--- SUPPLIED PASSAGE ---

Access to formal finance in Kenya continues to increase. Access to formal finance in 2021 was 83.7%, compared to 82.9% in 2019. This is primarily driven by the use of technology, and increased regulation and safety in the financial sector. However, opportunity exists for greater financial inclusion, as 11.6% of Kenya’s adult population is completely excluded from accessing financial services.
There are three licensed Credit Reference Bureaus in the country.
The Kenya Mortgage Refinance Company (KMRC) was established in August 2018 as an initiative of the National Treasury and the World Bank. KMRC began operations in September 2020, with a mandate to provide liquidity financing to Primary Mortgage Lenders (PMLs) who would then lend to borrowers at below-market interest rates, and with longer repayment periods. KMRC’s main source of funding is the World Bank and Africa Finance Development Bank through the National Treasury, and issuance of bonds. Under current refinancing terms, member PMLs are offered funds at a 5% interest rate and a repayment period of up to 20 years. By the end of 2021, the KMRC had disbursed approximately Ksh1.3 billion (US$11.029 million) to seven institutions, and an additional Ksh2.57 billion (US$21.805 million) by May 2022. Disbursement of a further Ksh5.2 billion (US$44.119 million) is planned.

---

INSTRUCTIONS FOR THE TASK
Copy out the passage on financial access and mortgage refinancing in Kenya word for word, from beginning to end.

--- RECORDED DATA ---

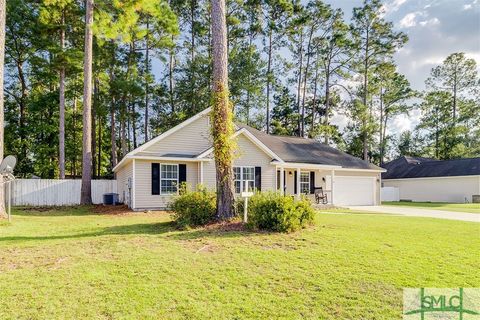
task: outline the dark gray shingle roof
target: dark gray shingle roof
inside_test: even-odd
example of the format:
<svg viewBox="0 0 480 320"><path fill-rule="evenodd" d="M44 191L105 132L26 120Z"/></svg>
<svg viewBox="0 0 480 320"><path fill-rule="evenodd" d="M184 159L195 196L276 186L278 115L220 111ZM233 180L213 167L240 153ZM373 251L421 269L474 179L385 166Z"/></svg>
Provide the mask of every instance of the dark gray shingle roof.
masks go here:
<svg viewBox="0 0 480 320"><path fill-rule="evenodd" d="M435 160L403 156L383 166L383 179L480 175L480 158Z"/></svg>
<svg viewBox="0 0 480 320"><path fill-rule="evenodd" d="M237 123L237 126L247 129L285 162L335 165L352 169L381 169L372 163L313 139L275 136L244 124Z"/></svg>

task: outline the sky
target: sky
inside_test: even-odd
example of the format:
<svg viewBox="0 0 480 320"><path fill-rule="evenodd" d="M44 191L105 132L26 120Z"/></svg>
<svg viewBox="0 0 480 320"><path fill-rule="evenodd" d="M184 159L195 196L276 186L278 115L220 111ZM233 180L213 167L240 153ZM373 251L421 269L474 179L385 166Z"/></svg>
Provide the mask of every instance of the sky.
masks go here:
<svg viewBox="0 0 480 320"><path fill-rule="evenodd" d="M362 4L362 0L325 2L341 8L346 19L350 19L354 7ZM431 69L454 52L465 52L475 59L480 72L480 0L389 0L385 1L384 18L409 37L394 59L413 89L425 89ZM414 129L420 116L414 110L409 116L392 119L390 132L399 134ZM346 121L340 115L333 118L340 127Z"/></svg>
<svg viewBox="0 0 480 320"><path fill-rule="evenodd" d="M324 0L333 8L341 8L350 20L352 9L363 0ZM465 52L476 60L480 72L480 0L385 0L384 18L397 31L409 37L407 44L394 56L399 72L415 90L425 88L425 79L433 67L451 53ZM164 72L160 61L154 61L153 71L159 78ZM420 112L392 119L390 134L412 130L418 124ZM343 129L348 119L334 115L332 123Z"/></svg>

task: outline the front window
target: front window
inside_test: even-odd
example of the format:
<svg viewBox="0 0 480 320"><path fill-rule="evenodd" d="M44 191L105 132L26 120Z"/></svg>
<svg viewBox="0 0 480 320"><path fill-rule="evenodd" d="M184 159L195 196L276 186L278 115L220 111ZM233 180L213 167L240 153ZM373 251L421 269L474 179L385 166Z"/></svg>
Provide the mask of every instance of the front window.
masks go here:
<svg viewBox="0 0 480 320"><path fill-rule="evenodd" d="M235 193L255 189L255 167L233 167Z"/></svg>
<svg viewBox="0 0 480 320"><path fill-rule="evenodd" d="M300 173L300 193L310 193L310 172Z"/></svg>
<svg viewBox="0 0 480 320"><path fill-rule="evenodd" d="M176 194L178 186L178 165L162 164L160 168L160 194Z"/></svg>

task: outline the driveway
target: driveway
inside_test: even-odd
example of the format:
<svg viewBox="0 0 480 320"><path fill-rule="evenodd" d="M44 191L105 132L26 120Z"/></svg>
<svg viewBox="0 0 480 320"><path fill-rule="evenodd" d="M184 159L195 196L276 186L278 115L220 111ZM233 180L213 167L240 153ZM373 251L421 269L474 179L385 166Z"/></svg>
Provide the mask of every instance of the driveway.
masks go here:
<svg viewBox="0 0 480 320"><path fill-rule="evenodd" d="M399 207L399 206L350 206L348 208L355 211L366 211L366 212L376 212L376 213L383 212L388 214L398 214L398 215L410 216L410 217L427 217L427 218L460 220L460 221L470 221L470 222L480 223L480 214L476 214L476 213L464 213L464 212L443 211L443 210L440 211L440 210L409 208L409 207Z"/></svg>

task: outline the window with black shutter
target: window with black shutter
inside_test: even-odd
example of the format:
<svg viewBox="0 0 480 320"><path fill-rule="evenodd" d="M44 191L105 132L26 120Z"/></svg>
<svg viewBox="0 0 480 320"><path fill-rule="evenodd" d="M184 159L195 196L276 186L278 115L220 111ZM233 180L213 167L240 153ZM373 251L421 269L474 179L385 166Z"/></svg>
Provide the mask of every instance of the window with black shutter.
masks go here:
<svg viewBox="0 0 480 320"><path fill-rule="evenodd" d="M310 171L310 194L315 193L315 171Z"/></svg>
<svg viewBox="0 0 480 320"><path fill-rule="evenodd" d="M152 163L152 194L160 194L160 163Z"/></svg>
<svg viewBox="0 0 480 320"><path fill-rule="evenodd" d="M255 167L255 188L262 191L262 167Z"/></svg>
<svg viewBox="0 0 480 320"><path fill-rule="evenodd" d="M179 164L178 165L178 183L182 184L183 182L187 182L187 165Z"/></svg>

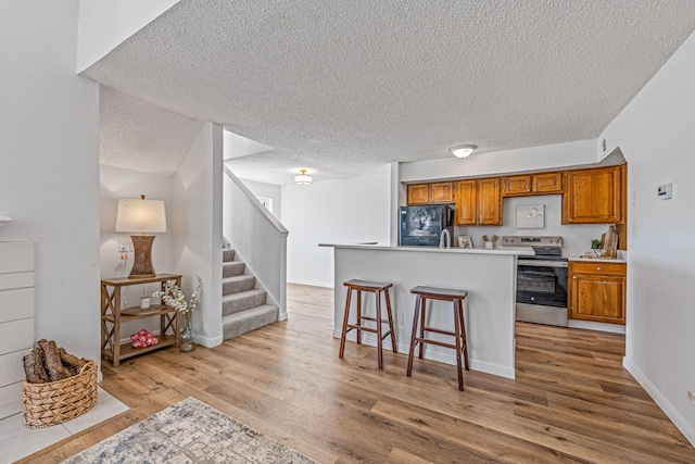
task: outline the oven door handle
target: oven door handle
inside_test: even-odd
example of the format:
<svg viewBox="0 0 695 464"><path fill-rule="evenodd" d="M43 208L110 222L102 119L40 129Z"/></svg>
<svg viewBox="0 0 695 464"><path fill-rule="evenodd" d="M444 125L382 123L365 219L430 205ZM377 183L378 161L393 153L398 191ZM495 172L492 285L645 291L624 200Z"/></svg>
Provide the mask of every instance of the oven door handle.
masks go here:
<svg viewBox="0 0 695 464"><path fill-rule="evenodd" d="M519 266L567 267L567 261L517 260Z"/></svg>

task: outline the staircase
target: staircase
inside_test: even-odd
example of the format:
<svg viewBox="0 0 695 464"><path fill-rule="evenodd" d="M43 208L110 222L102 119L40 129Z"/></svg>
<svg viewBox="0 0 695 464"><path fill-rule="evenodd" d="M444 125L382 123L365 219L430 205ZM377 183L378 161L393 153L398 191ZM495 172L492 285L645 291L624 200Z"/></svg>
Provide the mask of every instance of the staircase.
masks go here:
<svg viewBox="0 0 695 464"><path fill-rule="evenodd" d="M256 278L245 275L247 265L235 261L235 251L223 252L222 324L225 340L278 319L278 306L266 304L267 292L256 289Z"/></svg>

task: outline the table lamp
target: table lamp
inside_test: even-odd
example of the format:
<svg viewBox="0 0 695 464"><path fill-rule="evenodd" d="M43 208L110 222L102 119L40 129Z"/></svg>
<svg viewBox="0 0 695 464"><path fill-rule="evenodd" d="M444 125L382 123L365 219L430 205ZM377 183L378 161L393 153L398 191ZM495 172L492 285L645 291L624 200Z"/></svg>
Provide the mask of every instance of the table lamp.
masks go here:
<svg viewBox="0 0 695 464"><path fill-rule="evenodd" d="M128 278L156 276L152 265L152 242L155 236L146 234L166 231L164 201L146 200L143 195L139 200L137 198L119 199L116 231L140 233L140 235L130 236L135 251L132 269Z"/></svg>

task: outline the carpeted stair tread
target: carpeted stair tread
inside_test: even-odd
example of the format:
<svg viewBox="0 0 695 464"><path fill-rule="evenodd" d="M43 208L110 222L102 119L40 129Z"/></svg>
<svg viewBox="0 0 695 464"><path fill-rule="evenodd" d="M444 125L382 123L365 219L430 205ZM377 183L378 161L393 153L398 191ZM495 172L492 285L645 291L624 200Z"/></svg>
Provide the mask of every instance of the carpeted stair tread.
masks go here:
<svg viewBox="0 0 695 464"><path fill-rule="evenodd" d="M222 294L239 293L240 291L253 290L256 286L256 278L252 275L240 275L224 277L222 279Z"/></svg>
<svg viewBox="0 0 695 464"><path fill-rule="evenodd" d="M232 261L230 263L223 263L222 265L222 276L225 277L233 277L240 276L247 269L247 264L241 261Z"/></svg>
<svg viewBox="0 0 695 464"><path fill-rule="evenodd" d="M239 313L223 316L223 337L228 340L278 321L278 306L262 304Z"/></svg>
<svg viewBox="0 0 695 464"><path fill-rule="evenodd" d="M265 290L245 290L239 293L222 297L222 314L238 313L248 309L265 304L267 292Z"/></svg>

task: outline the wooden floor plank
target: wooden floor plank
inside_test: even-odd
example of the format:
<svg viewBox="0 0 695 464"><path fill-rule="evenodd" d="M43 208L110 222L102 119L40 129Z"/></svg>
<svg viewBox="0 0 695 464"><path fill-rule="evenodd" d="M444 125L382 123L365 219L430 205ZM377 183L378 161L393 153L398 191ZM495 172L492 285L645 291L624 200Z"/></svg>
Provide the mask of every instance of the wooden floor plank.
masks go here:
<svg viewBox="0 0 695 464"><path fill-rule="evenodd" d="M289 319L192 353L102 365L124 414L24 460L56 463L195 397L325 463L693 463L695 450L622 367L624 336L518 323L516 380L349 342L331 289L288 286ZM388 347L388 343L387 343Z"/></svg>

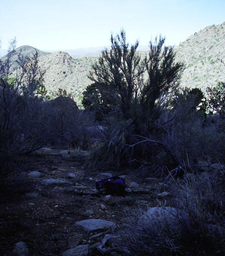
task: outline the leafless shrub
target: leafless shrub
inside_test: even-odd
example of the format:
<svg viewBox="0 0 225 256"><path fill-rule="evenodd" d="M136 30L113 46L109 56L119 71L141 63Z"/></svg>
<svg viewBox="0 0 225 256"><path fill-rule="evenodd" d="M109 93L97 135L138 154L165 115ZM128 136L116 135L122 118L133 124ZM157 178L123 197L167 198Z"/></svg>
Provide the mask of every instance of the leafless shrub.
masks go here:
<svg viewBox="0 0 225 256"><path fill-rule="evenodd" d="M174 222L163 214L160 219L140 221L141 211L118 232L130 255L222 255L225 252L224 177L215 173L187 175L171 192L179 214ZM164 216L164 217L163 217ZM175 224L176 223L176 224Z"/></svg>

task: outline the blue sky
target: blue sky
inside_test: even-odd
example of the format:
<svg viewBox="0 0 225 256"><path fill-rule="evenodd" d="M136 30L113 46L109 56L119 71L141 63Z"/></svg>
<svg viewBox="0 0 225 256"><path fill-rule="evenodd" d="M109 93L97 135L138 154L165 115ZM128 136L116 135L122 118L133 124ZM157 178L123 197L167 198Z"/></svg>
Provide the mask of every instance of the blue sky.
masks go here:
<svg viewBox="0 0 225 256"><path fill-rule="evenodd" d="M122 28L130 43L147 45L161 33L178 45L224 21L224 0L0 0L3 49L14 37L18 47L42 50L105 46Z"/></svg>

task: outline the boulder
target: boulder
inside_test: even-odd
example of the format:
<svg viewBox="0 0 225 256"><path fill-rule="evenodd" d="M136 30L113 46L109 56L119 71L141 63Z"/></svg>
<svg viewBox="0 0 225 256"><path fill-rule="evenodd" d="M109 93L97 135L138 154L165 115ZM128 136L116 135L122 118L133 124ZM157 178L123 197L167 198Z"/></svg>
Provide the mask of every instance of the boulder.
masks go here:
<svg viewBox="0 0 225 256"><path fill-rule="evenodd" d="M173 207L153 207L143 215L140 220L144 224L149 222L161 222L163 220L171 223L178 222L182 218L183 213Z"/></svg>
<svg viewBox="0 0 225 256"><path fill-rule="evenodd" d="M67 175L67 178L69 178L69 179L74 179L76 178L76 175L73 173L69 173Z"/></svg>
<svg viewBox="0 0 225 256"><path fill-rule="evenodd" d="M78 245L69 249L62 253L62 256L87 256L88 253L88 245Z"/></svg>
<svg viewBox="0 0 225 256"><path fill-rule="evenodd" d="M101 220L100 219L89 219L84 221L76 222L75 226L81 227L88 233L105 230L116 228L116 223L114 222Z"/></svg>
<svg viewBox="0 0 225 256"><path fill-rule="evenodd" d="M29 254L29 250L25 243L20 241L15 244L13 252L17 256L26 256Z"/></svg>

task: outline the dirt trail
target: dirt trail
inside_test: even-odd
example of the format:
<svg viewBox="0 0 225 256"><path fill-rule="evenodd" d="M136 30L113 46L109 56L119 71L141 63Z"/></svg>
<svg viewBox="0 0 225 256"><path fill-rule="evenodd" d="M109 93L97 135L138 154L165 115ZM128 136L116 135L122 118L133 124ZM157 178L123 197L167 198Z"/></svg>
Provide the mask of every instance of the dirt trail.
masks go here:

---

COMPLETED EXERCISE
Access to formal finance in Kenya continues to increase. Access to formal finance in 2021 was 83.7%, compared to 82.9% in 2019. This is primarily driven by the use of technology, and increased regulation and safety in the financial sector. However, opportunity exists for greater financial inclusion, as 11.6% of Kenya’s adult population is completely excluded from accessing financial services.
There are three licensed Credit Reference Bureaus in the country.
The Kenya Mortgage Refinance Company (KMRC) was established in August 2018 as an initiative of the National Treasury and the World Bank. KMRC began operations in September 2020, with a mandate to provide liquidity financing to Primary Mortgage Lenders (PMLs) who would then lend to borrowers at below-market interest rates, and with longer repayment periods. KMRC’s main source of funding is the World Bank and Africa Finance Development Bank through the National Treasury, and issuance of bonds. Under current refinancing terms, member PMLs are offered funds at a 5% interest rate and a repayment period of up to 20 years. By the end of 2021, the KMRC had disbursed approximately Ksh1.3 billion (US$11.029 million) to seven institutions, and an additional Ksh2.57 billion (US$21.805 million) by May 2022. Disbursement of a further Ksh5.2 billion (US$44.119 million) is planned.